Only lines with the word "lamp" belong in the answer; copy them from the records below.

SUPPLIED RECORDS:
>>>

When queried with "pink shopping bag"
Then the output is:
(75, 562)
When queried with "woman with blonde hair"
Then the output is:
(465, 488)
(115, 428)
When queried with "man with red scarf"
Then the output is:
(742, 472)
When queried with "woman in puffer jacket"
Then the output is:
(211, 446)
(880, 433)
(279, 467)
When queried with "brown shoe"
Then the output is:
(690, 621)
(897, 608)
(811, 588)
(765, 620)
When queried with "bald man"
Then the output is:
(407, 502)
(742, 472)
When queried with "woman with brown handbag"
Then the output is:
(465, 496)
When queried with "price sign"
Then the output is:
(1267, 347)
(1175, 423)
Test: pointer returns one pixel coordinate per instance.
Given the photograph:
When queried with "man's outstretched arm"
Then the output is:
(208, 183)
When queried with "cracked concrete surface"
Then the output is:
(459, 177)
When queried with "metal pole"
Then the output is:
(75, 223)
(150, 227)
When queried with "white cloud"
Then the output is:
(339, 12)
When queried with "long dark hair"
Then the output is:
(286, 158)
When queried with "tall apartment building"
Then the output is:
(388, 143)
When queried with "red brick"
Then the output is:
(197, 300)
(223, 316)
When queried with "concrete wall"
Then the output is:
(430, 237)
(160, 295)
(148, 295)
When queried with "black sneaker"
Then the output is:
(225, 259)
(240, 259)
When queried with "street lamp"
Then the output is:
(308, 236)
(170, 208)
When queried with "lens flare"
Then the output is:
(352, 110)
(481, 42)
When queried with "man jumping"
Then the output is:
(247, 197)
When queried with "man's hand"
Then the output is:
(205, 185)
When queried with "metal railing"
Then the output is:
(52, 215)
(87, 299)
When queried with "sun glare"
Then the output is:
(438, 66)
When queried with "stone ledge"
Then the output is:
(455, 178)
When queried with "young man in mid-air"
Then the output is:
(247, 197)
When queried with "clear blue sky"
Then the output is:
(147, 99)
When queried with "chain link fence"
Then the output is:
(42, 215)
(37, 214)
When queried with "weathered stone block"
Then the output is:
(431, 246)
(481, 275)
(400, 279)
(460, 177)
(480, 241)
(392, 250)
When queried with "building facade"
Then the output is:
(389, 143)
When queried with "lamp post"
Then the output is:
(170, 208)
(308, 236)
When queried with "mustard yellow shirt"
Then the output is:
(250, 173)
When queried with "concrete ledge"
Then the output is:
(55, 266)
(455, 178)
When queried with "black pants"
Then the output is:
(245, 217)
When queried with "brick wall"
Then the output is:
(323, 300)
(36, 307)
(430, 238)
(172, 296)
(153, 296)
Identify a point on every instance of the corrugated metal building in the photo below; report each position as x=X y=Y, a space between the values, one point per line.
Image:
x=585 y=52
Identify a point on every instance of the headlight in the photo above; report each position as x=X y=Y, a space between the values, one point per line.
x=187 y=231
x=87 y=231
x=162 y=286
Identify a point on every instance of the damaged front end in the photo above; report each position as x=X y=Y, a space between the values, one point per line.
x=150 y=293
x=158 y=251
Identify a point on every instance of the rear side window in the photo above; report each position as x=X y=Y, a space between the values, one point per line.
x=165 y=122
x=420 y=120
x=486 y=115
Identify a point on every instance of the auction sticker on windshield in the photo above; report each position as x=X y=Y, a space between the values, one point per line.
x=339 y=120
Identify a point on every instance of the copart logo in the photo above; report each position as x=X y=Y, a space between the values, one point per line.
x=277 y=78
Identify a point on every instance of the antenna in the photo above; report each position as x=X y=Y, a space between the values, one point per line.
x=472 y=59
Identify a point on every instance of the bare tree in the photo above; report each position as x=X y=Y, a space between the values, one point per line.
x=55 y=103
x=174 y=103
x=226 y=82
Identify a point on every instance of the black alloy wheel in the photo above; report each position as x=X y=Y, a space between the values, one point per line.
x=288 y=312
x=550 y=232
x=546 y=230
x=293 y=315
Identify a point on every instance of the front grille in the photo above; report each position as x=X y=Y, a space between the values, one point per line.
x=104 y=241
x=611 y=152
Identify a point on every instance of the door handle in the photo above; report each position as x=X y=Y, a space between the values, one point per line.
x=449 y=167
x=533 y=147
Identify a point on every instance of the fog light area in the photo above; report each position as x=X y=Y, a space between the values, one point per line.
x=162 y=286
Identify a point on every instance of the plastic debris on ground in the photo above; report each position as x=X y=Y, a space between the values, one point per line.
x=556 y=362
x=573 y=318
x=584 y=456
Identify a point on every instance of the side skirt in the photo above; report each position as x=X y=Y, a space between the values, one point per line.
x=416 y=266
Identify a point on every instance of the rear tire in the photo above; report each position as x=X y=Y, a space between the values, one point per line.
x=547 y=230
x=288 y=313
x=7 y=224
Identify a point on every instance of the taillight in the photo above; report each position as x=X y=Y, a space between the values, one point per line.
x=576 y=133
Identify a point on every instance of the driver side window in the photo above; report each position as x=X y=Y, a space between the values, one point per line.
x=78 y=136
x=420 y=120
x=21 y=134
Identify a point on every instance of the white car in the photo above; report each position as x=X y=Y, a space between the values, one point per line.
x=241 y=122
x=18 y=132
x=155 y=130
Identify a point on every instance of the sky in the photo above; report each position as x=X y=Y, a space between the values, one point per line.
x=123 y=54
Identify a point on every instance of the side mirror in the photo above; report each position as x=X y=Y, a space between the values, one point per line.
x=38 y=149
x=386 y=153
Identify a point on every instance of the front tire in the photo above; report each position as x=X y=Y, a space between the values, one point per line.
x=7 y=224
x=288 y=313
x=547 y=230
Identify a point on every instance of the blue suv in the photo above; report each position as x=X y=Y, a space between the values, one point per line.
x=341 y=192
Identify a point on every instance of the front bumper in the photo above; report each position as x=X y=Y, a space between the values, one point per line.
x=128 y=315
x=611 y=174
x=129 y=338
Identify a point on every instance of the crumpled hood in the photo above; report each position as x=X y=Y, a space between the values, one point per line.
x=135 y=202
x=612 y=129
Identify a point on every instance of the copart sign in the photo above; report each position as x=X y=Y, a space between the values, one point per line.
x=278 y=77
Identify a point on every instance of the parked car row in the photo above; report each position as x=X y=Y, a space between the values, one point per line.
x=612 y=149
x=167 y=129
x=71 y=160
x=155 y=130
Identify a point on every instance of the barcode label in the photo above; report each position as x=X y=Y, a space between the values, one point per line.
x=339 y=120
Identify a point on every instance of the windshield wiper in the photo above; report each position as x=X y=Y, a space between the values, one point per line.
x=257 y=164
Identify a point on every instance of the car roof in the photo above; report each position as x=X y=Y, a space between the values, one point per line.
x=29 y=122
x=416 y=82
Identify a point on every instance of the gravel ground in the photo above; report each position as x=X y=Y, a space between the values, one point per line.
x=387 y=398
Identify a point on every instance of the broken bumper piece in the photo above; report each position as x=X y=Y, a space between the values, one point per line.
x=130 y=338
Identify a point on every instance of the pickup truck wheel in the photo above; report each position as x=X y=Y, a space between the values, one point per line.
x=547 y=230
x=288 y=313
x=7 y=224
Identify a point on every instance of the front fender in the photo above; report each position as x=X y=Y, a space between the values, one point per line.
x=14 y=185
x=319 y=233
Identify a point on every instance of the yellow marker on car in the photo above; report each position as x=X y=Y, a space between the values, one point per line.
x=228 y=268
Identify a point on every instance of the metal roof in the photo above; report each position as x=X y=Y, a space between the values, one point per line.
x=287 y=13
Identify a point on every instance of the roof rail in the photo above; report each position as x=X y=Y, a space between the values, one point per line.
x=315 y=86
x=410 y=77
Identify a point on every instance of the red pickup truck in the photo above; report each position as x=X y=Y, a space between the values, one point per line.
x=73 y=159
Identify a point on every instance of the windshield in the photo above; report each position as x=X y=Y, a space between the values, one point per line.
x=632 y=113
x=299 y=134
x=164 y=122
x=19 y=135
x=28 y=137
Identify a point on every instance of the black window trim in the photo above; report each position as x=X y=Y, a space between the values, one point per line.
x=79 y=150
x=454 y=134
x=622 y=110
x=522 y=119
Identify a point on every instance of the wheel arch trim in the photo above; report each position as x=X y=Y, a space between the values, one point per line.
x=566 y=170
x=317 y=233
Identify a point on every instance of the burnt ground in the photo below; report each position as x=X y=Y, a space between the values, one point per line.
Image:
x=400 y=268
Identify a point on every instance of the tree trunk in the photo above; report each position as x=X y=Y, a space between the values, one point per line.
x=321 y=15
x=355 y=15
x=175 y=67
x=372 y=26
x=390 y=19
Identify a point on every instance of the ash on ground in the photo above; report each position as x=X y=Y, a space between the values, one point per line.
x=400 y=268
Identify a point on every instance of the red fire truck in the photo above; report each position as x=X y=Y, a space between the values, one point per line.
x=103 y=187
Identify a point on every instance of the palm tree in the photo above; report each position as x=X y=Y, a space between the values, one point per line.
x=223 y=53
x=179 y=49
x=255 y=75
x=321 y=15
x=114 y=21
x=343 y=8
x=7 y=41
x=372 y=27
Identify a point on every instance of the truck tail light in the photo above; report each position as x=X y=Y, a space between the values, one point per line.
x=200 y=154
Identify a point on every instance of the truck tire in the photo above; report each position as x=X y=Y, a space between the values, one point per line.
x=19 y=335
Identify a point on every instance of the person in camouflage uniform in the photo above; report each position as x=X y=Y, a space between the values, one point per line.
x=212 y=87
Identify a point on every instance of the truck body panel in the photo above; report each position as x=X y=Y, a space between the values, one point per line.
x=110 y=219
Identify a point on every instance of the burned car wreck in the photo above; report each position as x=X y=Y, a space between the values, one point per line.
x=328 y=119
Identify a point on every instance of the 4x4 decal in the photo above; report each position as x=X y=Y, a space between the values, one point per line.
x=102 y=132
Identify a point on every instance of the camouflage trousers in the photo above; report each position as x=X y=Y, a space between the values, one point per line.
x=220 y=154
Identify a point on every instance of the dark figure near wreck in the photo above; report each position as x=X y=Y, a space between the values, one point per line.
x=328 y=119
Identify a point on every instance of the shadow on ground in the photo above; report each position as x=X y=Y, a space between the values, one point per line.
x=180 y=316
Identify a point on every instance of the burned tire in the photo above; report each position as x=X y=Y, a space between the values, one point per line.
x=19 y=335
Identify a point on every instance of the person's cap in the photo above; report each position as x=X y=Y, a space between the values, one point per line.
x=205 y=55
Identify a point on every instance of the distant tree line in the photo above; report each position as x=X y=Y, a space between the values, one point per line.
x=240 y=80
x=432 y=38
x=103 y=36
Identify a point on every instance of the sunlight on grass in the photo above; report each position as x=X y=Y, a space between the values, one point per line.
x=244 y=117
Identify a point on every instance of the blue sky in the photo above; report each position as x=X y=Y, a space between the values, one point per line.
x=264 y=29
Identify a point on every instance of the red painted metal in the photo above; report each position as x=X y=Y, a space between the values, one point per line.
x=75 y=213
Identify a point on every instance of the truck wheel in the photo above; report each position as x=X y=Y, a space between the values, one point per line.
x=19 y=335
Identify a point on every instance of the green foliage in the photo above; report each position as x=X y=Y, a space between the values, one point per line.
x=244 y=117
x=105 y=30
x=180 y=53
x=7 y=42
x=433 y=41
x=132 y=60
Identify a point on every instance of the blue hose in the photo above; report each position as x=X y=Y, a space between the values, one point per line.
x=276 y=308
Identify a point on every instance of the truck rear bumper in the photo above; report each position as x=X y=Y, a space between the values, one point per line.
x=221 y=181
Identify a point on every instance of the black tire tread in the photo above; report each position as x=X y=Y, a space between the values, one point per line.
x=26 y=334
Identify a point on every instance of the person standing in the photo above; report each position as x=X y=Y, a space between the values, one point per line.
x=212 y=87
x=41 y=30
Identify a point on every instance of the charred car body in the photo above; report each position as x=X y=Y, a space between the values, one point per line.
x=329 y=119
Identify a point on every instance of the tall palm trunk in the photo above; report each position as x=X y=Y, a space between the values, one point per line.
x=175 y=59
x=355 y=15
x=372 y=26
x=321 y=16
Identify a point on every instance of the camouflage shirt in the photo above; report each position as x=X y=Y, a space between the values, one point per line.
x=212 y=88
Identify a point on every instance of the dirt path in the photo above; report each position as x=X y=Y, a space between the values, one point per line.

<<<

EXERCISE RESULT:
When queried with "street lamp"
When queried with "lamp post"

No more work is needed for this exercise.